Text shown:
It
seems like forever since I (Bill) have written a blog and I've missed
consolidating our experiences and putting them in words. We've had a bunch of
great experiences since Hong Kong and we really are in a different world now.
Dinner in the street thanks to some pedestrian-only areas |
After
leaving Hong Kong we headed back to the US for some great time with family and
friends. It was almost difficult getting back on the road after having a little
taste of home, almost, well... really given the adventures that lie ahead it
wasn't even close!
High rise area of Cartagena |
Old City Cartagena |
Lovely building in the old city with wonderful flowers |
Cartagena, Colombia isn't probably the first travel destination on the minds of most Americans but perhaps it should be for those that escape the winter year after year to overrun Caribbean resorts that cater to American tourists.
Warm sunny beaches in the winter with no people |
Colombia
has been quite safe for ages and with a newly signed peace treaty, Colombia's
years of strife are officially in the rear view. Even the US State Department
allows travel along the Caribbean coast for its employees who are more likely
to be targets of crime than average US citizens. This is the area where we
toured, and we really came for one reason: Kitesurfing!

Recorded data:
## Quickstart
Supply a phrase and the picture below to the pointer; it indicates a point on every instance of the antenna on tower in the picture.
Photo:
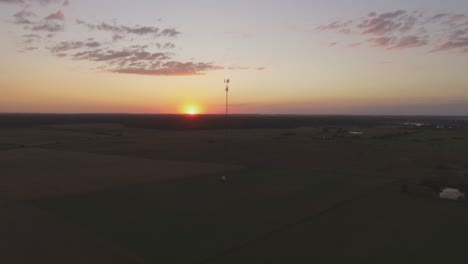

Exercise instructions: In the travel blog text, what was the one reason the writers came to Colombia's Caribbean coast?

Written solution: They came for kitesurfing.